For the records that follow, please set down exactly the lines between the one holding "Target: white license plate" and the one holding "Expected: the position of each instance of the bus tire, given", inclusive, and only those.
<<<<
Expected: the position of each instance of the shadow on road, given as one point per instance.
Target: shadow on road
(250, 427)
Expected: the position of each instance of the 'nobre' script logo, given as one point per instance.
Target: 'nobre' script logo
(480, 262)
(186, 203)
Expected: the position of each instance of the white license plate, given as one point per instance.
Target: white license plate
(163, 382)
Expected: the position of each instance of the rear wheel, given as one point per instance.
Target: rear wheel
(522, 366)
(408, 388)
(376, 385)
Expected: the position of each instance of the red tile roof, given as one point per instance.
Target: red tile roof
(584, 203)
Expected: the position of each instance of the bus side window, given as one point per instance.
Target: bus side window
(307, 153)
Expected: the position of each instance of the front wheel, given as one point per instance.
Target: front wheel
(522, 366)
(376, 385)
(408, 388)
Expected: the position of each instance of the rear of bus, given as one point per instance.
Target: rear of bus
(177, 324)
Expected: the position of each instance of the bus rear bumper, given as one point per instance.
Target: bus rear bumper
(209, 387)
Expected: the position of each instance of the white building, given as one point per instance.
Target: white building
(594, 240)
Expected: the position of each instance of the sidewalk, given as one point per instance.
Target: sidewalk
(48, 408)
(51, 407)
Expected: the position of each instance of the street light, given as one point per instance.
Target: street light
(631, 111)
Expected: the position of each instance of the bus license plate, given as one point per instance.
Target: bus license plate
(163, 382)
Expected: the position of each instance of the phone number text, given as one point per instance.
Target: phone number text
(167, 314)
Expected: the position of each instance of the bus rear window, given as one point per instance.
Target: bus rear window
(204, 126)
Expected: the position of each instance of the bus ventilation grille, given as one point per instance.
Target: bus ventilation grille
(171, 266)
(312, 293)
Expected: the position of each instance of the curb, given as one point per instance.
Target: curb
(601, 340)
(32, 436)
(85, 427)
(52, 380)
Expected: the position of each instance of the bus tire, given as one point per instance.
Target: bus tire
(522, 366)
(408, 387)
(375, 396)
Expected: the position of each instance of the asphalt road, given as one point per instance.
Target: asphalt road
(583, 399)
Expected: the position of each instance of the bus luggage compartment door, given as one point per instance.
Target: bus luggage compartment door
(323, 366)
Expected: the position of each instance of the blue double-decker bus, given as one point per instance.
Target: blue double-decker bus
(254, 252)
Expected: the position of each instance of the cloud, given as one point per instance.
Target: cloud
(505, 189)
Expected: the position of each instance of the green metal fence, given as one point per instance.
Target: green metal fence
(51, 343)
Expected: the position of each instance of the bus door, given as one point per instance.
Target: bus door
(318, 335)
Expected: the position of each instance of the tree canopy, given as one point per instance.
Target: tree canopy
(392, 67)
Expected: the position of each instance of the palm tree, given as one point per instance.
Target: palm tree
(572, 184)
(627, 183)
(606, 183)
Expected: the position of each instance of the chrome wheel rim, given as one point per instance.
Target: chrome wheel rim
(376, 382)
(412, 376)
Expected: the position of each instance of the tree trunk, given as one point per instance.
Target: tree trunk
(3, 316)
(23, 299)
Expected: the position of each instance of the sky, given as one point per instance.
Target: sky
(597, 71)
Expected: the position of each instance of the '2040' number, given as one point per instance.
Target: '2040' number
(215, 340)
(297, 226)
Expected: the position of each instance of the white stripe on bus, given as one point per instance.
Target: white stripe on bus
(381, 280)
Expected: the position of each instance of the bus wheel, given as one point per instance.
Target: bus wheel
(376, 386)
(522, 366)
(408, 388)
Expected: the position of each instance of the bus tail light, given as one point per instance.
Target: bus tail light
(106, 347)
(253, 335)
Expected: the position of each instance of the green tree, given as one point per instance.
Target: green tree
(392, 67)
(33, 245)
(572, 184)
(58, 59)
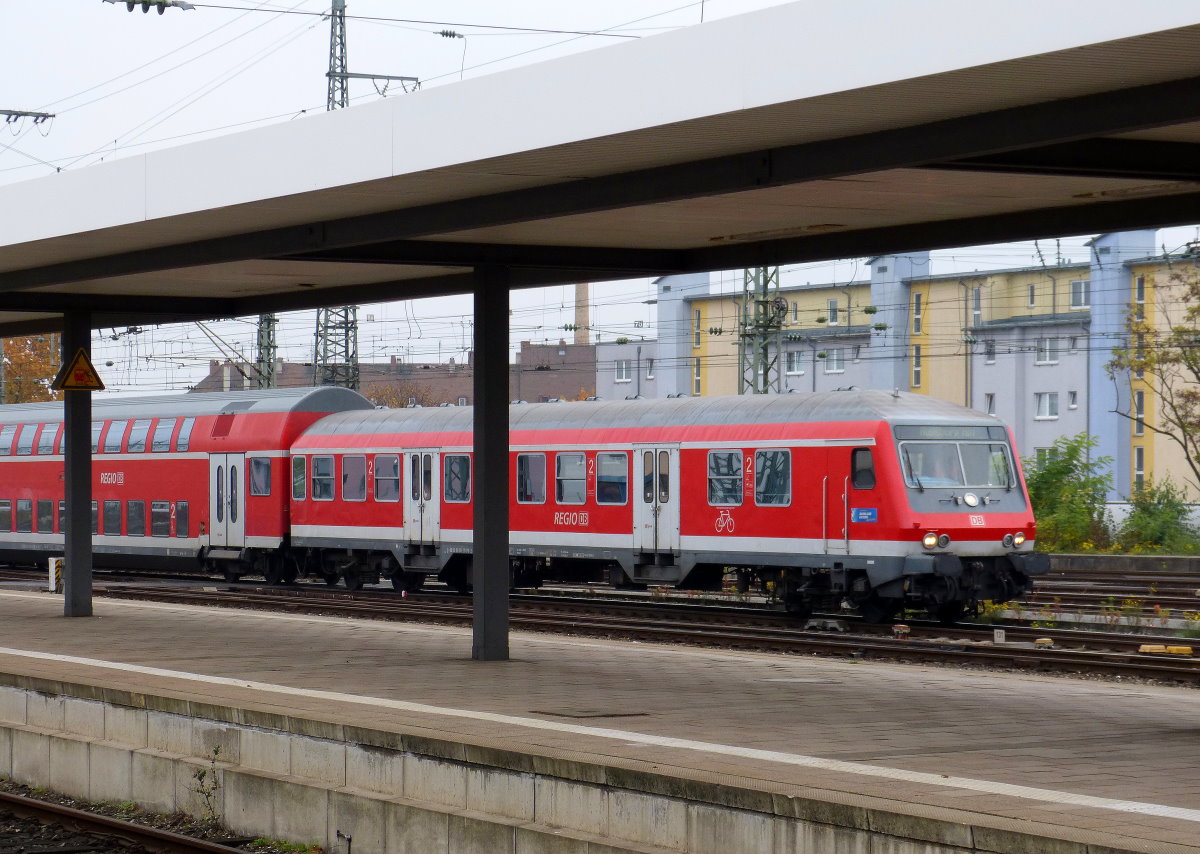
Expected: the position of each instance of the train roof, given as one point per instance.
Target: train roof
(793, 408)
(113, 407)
>>>>
<<<<
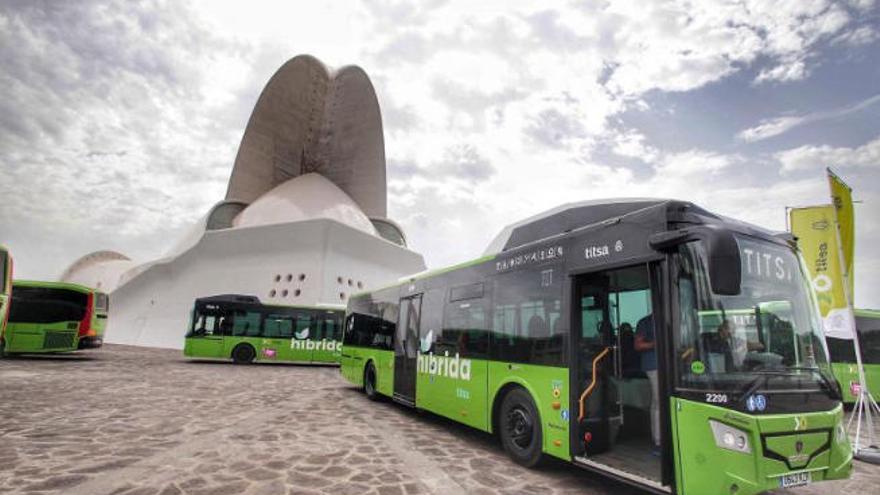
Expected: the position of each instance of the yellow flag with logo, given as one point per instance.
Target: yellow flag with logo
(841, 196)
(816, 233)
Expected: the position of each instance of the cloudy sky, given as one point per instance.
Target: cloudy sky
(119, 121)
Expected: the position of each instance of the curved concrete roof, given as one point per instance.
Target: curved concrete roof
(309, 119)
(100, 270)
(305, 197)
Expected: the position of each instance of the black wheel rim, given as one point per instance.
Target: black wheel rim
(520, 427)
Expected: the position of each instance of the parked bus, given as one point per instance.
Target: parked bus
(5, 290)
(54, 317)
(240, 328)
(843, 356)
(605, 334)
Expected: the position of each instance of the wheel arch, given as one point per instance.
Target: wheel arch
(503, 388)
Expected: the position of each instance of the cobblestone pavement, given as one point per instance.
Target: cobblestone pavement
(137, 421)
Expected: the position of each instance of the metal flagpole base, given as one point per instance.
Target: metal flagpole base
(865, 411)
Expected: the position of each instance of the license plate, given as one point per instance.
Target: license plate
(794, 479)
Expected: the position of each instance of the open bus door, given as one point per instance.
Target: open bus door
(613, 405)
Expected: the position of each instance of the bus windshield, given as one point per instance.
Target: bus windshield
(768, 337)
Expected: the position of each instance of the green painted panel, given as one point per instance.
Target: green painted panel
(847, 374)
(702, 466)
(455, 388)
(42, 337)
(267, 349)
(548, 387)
>>>>
EXERCISE SOLUTION:
Target: white license plate
(163, 382)
Expected: the position of each instance of the rear wheel, given as one point per instance.
Target: rear wheel
(522, 366)
(408, 388)
(376, 385)
Expected: the position of each instance of the red tile roof, given as one point per instance.
Target: red tile roof
(584, 203)
Expected: the position of each instance of the bus side window, given as one point per instance.
Target: bus side window
(307, 153)
Expected: the position of each instance of the front wheel, given as one point per instance.
Target: front wheel
(522, 366)
(376, 385)
(408, 388)
Expected: the position of each instance of the rear of bus, given as one point per instance.
Target: rear of bus
(177, 324)
Expected: the position of each instance of the bus rear bumper, given as one point per instance.
Target: bus rear bumper
(209, 387)
Expected: the position of each instance of the white building, given as one point per instance.
Target: white building
(594, 240)
Expected: the position of each instance of the sidewalk, given as one point per instance.
Target: sidewalk
(48, 408)
(51, 407)
Expected: the position of each instance of the street light, given as one point per instance.
Target: street light
(631, 111)
Expected: the position of each instance of the bus license plate, given as one point per instance.
Target: bus license plate
(163, 382)
Expected: the position of each instance of the phone number text, given as one point per instance.
Target: phone number text
(167, 314)
Expected: the position of each instance of the bus rear window, given as one point per instance.
Target: bus rear window
(204, 126)
Expected: the position of each instance of the bus ventilation grille, given as one point per instance.
Target: bus ventilation grille
(171, 266)
(312, 293)
Expected: the position of each instance of the curb, given as one point per instance.
Target: curb
(601, 340)
(32, 436)
(85, 427)
(52, 380)
Expected: the position of each instance of the bus tire, given as one point per instance.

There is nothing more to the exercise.